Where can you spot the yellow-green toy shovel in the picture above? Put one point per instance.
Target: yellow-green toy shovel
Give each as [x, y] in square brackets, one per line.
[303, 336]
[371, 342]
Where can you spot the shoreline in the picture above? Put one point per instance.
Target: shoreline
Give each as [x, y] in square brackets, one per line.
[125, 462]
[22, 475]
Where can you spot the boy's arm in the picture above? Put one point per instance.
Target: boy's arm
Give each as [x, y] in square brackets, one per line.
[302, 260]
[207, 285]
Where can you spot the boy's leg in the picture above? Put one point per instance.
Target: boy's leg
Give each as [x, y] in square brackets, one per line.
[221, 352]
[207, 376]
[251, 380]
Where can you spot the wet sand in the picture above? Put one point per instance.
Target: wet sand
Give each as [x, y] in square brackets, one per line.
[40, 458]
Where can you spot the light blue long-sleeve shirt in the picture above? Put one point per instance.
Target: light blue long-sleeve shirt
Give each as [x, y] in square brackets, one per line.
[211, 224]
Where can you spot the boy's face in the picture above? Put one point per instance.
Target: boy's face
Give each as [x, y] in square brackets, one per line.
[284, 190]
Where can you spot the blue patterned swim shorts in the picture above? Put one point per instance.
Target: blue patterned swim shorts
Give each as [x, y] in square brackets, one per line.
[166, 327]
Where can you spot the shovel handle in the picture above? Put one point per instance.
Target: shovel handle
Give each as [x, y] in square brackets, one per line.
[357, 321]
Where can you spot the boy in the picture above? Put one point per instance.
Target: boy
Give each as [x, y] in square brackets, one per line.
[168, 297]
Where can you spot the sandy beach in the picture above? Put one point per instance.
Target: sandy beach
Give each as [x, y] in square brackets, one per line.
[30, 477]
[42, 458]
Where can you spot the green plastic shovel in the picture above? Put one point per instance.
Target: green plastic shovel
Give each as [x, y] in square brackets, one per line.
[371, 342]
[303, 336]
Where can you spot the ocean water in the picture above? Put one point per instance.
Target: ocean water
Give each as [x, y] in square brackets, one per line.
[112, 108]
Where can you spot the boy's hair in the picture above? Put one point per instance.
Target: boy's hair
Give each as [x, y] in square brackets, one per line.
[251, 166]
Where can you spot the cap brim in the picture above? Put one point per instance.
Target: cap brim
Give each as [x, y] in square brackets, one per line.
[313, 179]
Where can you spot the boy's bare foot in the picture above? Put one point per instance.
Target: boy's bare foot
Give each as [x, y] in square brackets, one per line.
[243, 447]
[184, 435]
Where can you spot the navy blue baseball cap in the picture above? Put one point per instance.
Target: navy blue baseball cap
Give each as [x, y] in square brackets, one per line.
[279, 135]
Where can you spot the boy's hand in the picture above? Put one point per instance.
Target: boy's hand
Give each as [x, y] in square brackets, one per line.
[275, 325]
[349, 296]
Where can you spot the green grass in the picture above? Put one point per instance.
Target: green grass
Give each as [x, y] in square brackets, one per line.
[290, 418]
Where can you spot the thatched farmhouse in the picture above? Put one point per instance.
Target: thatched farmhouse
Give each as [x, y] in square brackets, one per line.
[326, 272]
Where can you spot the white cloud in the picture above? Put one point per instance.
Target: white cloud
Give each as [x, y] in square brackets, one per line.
* * *
Extract each line of the listing above, copying it word for word.

__ANSWER FOR THIS EXERCISE__:
Where can you spot the yellow-green toy shovel in the picture above? Put one point per instance.
Target: yellow-green toy shovel
Give each as [x, y] in square brackets, one per line.
[303, 336]
[371, 342]
Where can you spot the shoreline in the picture above? Put one point per instance.
Target: shoreline
Give each as [x, y] in square brackets, one per line.
[125, 462]
[22, 475]
Where can you spot the boy's arm in the picture above? Put one point per instance.
Target: boy's arm
Give each as [x, y] in square brackets, one per line.
[302, 260]
[207, 285]
Where can you spot the boy's leg in the picture above? Put one point per instance.
Target: boy's leg
Give each as [x, y] in square brackets, one per line.
[221, 352]
[207, 376]
[251, 380]
Where can you spot the wet sand in the picture above? Put one point per instance.
Target: wet sand
Give each as [x, y] in square brackets, one per line.
[40, 458]
Where can you spot the light blue long-sleeve shirt in the picture above? Put one point per instance.
Target: light blue long-sleeve shirt
Give each as [x, y] in square brackets, one per line.
[211, 224]
Where can you spot the boy's face in the picture above? Put one point per instance.
Target: boy's face
Give each as [x, y] in square brackets, one per line.
[284, 190]
Where can you spot the blue patterned swim shorts in the picture above? Put one point per instance.
Target: blue patterned swim shorts
Give each as [x, y] in square brackets, one per line.
[166, 327]
Where can you spot the shovel handle in the picture above? Put one point per instance.
Target: shovel handle
Give each as [x, y] in square brackets, one per line.
[357, 321]
Where can you spot the boy in the picture above? Put one point per instance.
Target: boy
Give each as [x, y] in square brackets, one per line.
[168, 297]
Where can you spot the sandy beach in the picture above? Put one point per instance.
Target: sandy beach
Give each as [x, y] in square brackets, one per line.
[30, 477]
[42, 458]
Where can you spot the green plastic shovel in the picture above? Put one point per instance.
Target: green plastic shovel
Give each as [x, y] in square brackets, one per line.
[371, 342]
[303, 336]
Where can you spot the ocean water in the picture above? Put one point per instance.
Target: ocean water
Give each as [x, y] in square brackets, one per line.
[112, 108]
Where can you spot the boy's hair in the picture above? Put one point per instance.
Target: boy's hair
Give each as [x, y] in square brackets, one per line.
[251, 166]
Where can you spot the cap brim in the picture above? Put one point per instance.
Target: cap brim
Give each as [x, y] in square brackets, one per line.
[313, 179]
Where can you spot the boy's bare foot in the picture above? Put one point per instance.
Target: boy's bare foot
Give each as [x, y] in square brackets, one per line.
[243, 447]
[184, 435]
Where can you spot the navy blue baseball cap in the picture above? Put one point per instance.
Target: navy blue baseball cap
Give each as [x, y] in square brackets, one per line.
[279, 135]
Where can you spot the boy's hand in the picture above? Put one point per instance.
Target: boy's hand
Give each as [x, y] in square brackets, one per line.
[275, 325]
[349, 296]
Where can you spot the green grass in the picture above? Put one point per instance.
Target: green grass
Give each as [x, y] in square brackets, one per line.
[290, 418]
Where can you spot the thatched farmhouse in the picture above? Put one point per instance.
Target: thatched farmhouse
Give each as [x, y] in square brackets, one per line.
[326, 272]
Where can you spot the white cloud in the picture above? Put one point per instance.
Target: white cloud
Give each as [x, y] in square brackets, one per line.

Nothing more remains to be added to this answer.